#### Exercise requirements
Find every line in the records below that contains the string "jersey", matching case exactly, and copy each of those lines.

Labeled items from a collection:
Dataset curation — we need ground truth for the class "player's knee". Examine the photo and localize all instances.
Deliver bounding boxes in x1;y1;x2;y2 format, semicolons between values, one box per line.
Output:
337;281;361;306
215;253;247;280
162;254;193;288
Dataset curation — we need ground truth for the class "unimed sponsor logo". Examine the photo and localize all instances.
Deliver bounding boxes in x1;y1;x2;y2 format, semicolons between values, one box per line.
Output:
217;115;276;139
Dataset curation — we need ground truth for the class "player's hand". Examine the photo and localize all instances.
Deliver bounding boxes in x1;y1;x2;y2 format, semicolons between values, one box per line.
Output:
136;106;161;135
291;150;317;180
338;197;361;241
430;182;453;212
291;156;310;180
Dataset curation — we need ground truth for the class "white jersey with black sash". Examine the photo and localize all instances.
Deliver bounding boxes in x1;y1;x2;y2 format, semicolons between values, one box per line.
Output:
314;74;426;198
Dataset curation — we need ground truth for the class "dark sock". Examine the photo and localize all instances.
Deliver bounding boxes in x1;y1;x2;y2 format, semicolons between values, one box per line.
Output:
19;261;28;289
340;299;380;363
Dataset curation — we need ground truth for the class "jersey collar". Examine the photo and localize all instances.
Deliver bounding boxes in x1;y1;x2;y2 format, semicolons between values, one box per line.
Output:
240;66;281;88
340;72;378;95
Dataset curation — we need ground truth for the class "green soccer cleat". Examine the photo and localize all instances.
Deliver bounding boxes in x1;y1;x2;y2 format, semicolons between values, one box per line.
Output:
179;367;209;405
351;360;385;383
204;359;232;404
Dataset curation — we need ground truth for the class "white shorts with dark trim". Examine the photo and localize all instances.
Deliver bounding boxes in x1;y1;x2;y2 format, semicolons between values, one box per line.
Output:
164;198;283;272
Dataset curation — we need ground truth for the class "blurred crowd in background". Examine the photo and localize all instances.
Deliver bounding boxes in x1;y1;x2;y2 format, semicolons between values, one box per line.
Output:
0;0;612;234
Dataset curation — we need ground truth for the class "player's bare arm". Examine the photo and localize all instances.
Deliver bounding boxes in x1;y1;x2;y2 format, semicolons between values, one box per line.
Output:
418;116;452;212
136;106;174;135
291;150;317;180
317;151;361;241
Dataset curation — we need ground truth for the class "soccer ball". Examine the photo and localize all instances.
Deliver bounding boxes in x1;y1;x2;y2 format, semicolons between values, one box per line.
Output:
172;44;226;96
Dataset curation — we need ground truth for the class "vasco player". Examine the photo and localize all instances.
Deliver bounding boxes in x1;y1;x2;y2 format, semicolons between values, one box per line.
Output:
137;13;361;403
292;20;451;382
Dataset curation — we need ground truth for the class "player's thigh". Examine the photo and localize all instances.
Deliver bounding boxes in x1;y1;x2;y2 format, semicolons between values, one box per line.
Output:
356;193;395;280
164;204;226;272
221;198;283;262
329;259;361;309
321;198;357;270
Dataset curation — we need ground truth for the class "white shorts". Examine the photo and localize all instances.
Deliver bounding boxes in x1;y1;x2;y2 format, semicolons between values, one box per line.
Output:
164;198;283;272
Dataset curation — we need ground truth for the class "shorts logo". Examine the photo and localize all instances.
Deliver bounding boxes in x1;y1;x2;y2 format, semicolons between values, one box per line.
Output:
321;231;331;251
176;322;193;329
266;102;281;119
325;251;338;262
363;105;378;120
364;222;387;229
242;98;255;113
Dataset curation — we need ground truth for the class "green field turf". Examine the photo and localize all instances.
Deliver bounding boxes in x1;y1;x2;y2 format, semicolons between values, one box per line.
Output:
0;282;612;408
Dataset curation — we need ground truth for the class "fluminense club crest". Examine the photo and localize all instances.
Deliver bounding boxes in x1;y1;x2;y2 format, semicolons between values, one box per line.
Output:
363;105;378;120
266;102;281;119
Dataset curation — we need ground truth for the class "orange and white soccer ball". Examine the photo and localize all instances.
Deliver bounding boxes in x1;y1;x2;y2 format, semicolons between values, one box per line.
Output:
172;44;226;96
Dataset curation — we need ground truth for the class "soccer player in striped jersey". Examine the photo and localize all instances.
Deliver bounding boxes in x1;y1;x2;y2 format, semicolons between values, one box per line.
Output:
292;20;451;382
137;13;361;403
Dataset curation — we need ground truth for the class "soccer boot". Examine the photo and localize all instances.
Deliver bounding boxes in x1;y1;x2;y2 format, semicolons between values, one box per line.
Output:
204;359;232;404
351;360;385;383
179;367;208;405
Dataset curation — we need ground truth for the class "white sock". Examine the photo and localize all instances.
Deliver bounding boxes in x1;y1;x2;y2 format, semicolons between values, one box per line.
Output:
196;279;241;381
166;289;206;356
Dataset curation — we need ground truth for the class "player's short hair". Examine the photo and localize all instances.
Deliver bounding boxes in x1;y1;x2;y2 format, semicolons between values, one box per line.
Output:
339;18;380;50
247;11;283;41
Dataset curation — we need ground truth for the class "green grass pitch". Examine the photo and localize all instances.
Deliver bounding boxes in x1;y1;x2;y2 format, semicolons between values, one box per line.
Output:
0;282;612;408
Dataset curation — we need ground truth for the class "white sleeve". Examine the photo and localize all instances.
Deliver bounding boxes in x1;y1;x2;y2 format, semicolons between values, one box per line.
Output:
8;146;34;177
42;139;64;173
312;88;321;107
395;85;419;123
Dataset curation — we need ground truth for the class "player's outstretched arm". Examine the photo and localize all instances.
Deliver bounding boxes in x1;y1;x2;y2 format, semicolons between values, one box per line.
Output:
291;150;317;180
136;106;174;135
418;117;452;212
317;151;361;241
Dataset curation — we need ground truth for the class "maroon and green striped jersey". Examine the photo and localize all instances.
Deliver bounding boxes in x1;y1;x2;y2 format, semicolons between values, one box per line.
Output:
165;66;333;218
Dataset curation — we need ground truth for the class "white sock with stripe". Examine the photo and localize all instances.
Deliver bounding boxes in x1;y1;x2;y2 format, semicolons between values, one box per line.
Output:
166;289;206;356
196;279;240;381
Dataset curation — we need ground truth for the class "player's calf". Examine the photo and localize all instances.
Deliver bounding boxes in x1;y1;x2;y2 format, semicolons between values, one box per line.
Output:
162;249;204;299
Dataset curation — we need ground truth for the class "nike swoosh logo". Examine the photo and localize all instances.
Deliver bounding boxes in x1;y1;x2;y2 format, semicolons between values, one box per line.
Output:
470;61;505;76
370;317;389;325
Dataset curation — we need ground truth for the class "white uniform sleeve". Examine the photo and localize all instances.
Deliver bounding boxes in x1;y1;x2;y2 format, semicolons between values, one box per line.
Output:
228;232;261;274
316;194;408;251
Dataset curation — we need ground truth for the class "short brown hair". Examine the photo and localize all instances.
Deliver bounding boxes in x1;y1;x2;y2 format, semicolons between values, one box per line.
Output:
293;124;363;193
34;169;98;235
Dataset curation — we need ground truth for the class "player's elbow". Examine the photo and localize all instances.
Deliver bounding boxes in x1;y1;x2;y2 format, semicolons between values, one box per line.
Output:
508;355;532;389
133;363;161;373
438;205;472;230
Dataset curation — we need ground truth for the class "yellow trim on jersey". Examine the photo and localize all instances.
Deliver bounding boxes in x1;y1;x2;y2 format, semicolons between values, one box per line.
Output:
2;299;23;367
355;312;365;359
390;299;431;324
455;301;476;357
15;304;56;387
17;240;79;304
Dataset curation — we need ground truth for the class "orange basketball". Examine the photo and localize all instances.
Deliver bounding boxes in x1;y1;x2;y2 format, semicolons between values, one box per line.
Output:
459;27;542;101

--

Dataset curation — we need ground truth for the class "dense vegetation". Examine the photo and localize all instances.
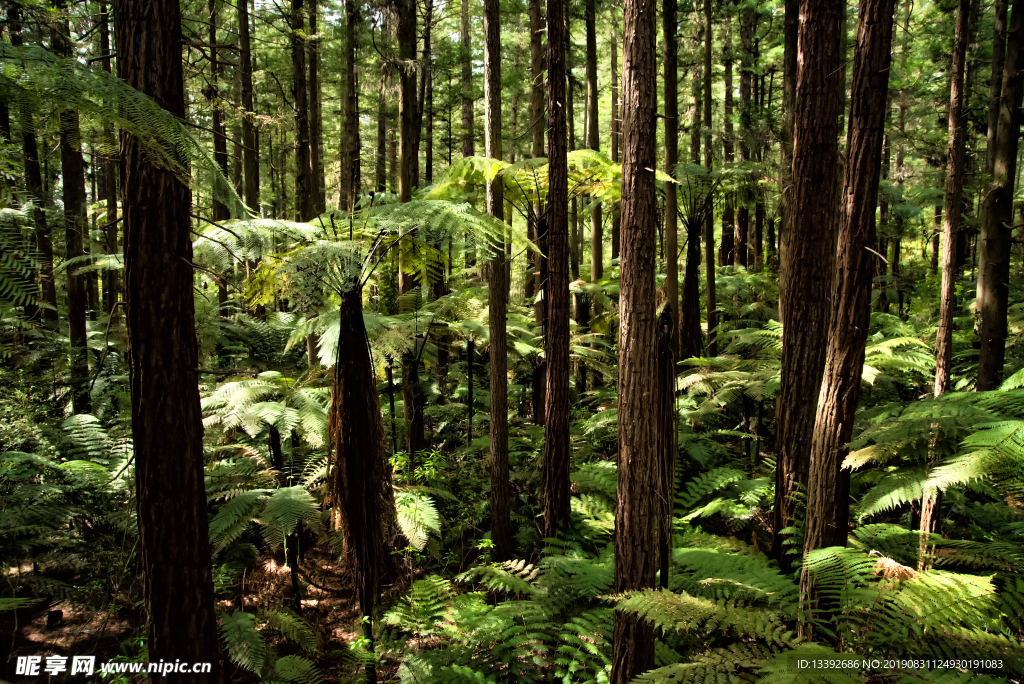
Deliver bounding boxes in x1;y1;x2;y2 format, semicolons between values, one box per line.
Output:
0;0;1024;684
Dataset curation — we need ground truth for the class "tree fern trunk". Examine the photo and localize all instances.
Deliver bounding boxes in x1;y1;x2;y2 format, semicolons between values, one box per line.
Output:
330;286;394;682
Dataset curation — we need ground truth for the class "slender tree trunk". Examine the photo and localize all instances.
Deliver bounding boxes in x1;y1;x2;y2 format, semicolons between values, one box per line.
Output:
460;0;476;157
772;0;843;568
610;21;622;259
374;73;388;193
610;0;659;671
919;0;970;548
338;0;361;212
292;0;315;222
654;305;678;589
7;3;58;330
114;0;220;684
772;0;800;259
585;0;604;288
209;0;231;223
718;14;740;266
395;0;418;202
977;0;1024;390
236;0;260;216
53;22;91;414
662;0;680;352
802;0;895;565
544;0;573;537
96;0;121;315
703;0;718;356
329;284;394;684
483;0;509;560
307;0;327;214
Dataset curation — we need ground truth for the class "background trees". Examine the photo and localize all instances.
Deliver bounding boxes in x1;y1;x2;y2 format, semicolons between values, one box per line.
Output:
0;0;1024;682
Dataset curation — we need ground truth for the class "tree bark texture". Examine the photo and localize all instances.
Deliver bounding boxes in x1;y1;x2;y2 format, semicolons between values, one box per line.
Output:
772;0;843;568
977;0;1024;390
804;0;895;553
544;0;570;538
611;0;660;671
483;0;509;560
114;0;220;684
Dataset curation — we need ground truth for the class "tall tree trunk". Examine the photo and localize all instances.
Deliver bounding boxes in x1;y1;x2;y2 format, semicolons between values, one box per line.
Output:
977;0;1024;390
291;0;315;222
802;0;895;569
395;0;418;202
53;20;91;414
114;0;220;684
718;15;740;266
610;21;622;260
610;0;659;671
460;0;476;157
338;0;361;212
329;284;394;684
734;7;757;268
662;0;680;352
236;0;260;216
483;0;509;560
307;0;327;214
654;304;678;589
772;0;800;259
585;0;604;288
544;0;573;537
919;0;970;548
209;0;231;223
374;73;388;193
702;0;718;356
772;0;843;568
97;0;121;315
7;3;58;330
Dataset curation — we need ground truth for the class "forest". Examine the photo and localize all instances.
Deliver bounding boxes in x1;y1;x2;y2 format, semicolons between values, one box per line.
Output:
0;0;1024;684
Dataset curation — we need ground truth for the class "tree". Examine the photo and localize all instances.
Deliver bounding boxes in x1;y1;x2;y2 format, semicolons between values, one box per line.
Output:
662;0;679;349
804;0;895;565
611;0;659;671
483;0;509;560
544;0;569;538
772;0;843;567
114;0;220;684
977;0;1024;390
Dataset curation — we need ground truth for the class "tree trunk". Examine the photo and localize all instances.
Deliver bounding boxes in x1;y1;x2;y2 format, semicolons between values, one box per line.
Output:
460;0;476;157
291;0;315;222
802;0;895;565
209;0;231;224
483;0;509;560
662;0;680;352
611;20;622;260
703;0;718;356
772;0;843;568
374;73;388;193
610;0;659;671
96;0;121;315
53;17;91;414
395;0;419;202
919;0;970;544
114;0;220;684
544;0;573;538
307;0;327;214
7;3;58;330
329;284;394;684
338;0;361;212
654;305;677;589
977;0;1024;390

#### Output for this exercise
Dataset curation — we need ground truth for the class "white jersey with black sash". Examine the photo and localize all instances.
Dataset curation — we need ground truth for the class "jersey collar". Examine the photo and localize all instances.
Dataset curation — we need ground truth for the class "soccer player in striped jersey". Examine the photo and localize all instances.
Dataset curation — we need ground truth for the class "maroon and green striped jersey". Examine the photo and localize all instances.
Dataset curation — we need ground truth for the class "yellow trim on jersey". Examine the photo and localize all instances.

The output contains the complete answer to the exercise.